EXCERPT PROVIDED:
Thanks for the link, Prof.


Though it doesn't seem to settle my concerns about the occupation. If I understand correctly, the US has "legal" right to force because Iraq didn't hold to a cease fire agreement set in 1991.

What concerns me however it the pretext under which US Forces went into the country. If I remember correctly there were a series of different excuses that changed as the conflict went on. I can't remember if it started with Iraqi ties to Al Quaeda or with the belief that Iraq had weapons of mass destruction.

Though both of these claims were used as the main excuse for invasion at different times. After both of them were proven to be baseless, the reason then became liberation of Iraqi people. I'm not saying that this was not an intention all along, more that it wasn't the main reason for occupation covered in the media. And even then the irony is that it's hard to feel liberated as a people when you have foreign occupants in your country.

Quote:
Since it was not directly attacked by Iraq the United States did not have an obvious right to self-defense. The administration, though, argued that it had a right to defend itself preemptively against a future possible attack. In his speech to the United Nations on September 12, 2002, President Bush described Saddam Hussein's regime as "a grave and gathering danger," detailed that regime's persistent efforts to acquire weapons of mass destruction, and spoke of an "outlaw regime" providing such weapons to terrorists.

WHAT TO PRODUCE:
Extend the post on the legal justification for the US invasion of Iraq with the passage that would follow its final sentence.

(Location identification items)

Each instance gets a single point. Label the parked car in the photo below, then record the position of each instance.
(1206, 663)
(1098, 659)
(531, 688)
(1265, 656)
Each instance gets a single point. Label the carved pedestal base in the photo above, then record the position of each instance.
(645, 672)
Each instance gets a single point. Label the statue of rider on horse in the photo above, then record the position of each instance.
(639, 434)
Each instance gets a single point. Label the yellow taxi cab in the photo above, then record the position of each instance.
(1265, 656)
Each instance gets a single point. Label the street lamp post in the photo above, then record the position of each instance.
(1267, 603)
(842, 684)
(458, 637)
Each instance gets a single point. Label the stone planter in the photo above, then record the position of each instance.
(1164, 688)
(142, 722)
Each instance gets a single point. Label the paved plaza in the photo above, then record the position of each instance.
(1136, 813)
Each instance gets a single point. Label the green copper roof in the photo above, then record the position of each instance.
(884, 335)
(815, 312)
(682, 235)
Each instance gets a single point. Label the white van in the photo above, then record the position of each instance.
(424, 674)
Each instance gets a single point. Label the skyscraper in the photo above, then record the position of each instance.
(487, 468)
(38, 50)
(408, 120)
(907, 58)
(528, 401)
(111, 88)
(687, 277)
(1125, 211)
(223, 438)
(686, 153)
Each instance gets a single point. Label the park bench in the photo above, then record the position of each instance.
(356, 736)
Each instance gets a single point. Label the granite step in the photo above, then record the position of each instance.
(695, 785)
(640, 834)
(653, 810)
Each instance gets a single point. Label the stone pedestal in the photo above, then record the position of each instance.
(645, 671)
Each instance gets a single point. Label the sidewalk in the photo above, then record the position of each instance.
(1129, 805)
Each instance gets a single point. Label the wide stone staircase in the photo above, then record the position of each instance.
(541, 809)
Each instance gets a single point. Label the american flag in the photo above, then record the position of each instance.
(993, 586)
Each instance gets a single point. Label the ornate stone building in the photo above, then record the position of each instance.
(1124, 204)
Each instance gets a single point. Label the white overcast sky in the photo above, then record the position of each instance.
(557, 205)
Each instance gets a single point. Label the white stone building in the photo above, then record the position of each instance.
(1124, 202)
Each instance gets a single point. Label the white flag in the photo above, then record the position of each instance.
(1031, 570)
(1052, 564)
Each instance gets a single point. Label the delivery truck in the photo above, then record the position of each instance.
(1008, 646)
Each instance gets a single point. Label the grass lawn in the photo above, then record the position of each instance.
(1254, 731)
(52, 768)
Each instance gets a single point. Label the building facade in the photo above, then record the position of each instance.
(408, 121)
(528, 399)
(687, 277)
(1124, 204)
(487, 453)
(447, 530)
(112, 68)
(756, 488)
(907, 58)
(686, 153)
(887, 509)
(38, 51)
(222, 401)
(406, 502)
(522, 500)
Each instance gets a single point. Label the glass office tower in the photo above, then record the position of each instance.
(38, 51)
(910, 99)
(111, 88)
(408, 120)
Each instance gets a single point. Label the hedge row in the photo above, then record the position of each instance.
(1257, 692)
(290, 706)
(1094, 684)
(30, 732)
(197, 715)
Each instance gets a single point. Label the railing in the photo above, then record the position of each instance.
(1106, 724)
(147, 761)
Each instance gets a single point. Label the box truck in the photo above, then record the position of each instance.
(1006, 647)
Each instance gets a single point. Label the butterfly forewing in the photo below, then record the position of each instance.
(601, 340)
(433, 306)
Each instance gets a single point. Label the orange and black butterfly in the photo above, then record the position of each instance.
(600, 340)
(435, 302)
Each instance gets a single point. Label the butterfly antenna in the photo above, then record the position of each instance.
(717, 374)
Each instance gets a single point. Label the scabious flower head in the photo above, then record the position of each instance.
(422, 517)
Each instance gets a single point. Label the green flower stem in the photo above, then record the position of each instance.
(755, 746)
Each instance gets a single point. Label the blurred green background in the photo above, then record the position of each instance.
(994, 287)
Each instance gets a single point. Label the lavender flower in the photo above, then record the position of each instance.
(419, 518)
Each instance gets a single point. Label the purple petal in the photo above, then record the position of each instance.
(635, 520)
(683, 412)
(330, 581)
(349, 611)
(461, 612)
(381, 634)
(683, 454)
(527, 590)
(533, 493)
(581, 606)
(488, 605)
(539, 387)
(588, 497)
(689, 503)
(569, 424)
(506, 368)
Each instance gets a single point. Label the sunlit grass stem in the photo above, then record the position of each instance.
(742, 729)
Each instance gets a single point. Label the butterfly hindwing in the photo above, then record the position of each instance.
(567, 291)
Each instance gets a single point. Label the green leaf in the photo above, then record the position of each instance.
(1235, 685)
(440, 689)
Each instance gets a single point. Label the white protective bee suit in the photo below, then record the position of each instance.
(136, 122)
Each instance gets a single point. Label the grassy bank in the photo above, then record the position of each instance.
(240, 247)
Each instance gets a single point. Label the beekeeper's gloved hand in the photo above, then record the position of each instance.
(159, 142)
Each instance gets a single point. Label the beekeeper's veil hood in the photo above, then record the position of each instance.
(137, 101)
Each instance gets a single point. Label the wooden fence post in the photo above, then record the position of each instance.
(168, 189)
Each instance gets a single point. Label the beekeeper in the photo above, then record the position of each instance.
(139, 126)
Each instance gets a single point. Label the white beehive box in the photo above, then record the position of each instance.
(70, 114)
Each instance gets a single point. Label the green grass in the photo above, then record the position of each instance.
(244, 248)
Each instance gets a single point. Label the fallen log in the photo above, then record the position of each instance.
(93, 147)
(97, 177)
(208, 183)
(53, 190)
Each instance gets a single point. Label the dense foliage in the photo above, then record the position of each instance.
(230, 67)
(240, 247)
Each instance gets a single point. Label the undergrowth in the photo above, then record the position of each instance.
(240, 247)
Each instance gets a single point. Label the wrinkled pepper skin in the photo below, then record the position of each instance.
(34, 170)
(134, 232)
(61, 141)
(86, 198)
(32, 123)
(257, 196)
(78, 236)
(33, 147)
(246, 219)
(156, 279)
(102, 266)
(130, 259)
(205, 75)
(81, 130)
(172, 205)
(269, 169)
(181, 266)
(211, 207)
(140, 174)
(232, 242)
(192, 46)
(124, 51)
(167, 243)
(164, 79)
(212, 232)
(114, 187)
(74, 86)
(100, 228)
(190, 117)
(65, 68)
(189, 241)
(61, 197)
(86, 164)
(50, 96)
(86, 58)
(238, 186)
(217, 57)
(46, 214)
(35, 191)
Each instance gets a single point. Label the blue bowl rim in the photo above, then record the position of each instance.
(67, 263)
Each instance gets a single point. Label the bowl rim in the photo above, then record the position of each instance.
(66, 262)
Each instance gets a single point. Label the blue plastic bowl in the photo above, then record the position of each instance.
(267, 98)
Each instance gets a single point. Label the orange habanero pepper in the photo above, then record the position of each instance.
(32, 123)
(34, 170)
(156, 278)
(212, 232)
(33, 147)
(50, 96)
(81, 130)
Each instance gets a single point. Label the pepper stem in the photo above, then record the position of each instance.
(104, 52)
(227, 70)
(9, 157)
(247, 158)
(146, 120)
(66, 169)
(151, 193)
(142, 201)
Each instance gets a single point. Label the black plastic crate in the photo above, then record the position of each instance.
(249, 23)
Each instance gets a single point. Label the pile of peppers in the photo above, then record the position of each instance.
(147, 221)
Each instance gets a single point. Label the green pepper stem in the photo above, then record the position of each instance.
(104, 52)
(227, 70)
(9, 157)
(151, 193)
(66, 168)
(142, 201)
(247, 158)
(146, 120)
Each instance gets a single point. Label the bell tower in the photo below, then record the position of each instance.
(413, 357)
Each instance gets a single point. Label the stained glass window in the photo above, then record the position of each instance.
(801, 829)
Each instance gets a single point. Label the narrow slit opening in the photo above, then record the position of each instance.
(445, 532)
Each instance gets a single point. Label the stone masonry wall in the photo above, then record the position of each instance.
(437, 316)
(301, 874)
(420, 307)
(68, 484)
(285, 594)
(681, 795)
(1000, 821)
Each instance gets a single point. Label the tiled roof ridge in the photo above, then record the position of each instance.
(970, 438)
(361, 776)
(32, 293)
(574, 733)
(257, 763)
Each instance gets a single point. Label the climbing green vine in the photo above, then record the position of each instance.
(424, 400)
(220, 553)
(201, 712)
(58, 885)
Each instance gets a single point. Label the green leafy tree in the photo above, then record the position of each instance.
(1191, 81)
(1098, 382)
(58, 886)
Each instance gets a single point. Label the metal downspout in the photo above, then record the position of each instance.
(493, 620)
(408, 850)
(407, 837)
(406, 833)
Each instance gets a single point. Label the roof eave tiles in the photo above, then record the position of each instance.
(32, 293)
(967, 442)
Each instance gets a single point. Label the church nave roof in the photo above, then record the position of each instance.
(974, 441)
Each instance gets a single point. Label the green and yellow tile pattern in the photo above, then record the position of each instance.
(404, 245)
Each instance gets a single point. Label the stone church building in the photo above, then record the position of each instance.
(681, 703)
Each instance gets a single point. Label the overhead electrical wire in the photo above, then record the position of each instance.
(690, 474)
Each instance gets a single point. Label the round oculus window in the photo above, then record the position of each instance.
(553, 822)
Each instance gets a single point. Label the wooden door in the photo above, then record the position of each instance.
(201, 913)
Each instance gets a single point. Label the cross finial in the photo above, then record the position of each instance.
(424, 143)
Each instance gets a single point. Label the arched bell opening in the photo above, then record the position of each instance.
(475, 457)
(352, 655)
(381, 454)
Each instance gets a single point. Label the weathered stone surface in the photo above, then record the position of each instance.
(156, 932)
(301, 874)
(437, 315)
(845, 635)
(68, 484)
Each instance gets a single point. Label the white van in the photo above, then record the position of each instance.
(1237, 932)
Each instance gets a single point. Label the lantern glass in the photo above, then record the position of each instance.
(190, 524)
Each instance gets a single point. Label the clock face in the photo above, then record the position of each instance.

TASK RESULT:
If we're working under the idea of self defense then the argument is really in the vein of a "It's coming right for us" shoot first, ask later mentality. Because potentially you could label any country as a potential future threat but this should not be grounds for occupation.


And if I was going to talk about Guantanamo I wouldn't so much be concerned about the imprisonment of enemy combatants as I would be about the abduction and incarceration of people within your own country with no trial.




I've found nothing yet to sway me away from the feeling that the whole affair smacks of illegality. And what really concerns me is that as a super power, the US should be the country leading by example, not bending rules and operating wthin grey areas.